◆ Instructions to follow ◆
Edit the items below by replacing each "Query" with "Target" and keeping all other text the same.

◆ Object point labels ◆
◇ ◇ ◇ ◇

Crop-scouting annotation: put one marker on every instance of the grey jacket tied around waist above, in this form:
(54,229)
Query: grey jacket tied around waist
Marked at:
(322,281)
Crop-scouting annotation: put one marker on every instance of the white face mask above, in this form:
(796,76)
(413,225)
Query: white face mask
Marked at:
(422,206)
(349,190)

◇ ◇ ◇ ◇

◆ Written solution ◆
Crop-scouting annotation: put one marker on every instance of the grey jacket tied around waist above, in this form:
(54,229)
Target: grey jacket tied around waist
Marked at:
(322,281)
Crop-scouting annotation: put one marker on every instance of the white face mask above, in this form:
(796,76)
(413,225)
Target: white face mask
Marked at:
(422,206)
(349,190)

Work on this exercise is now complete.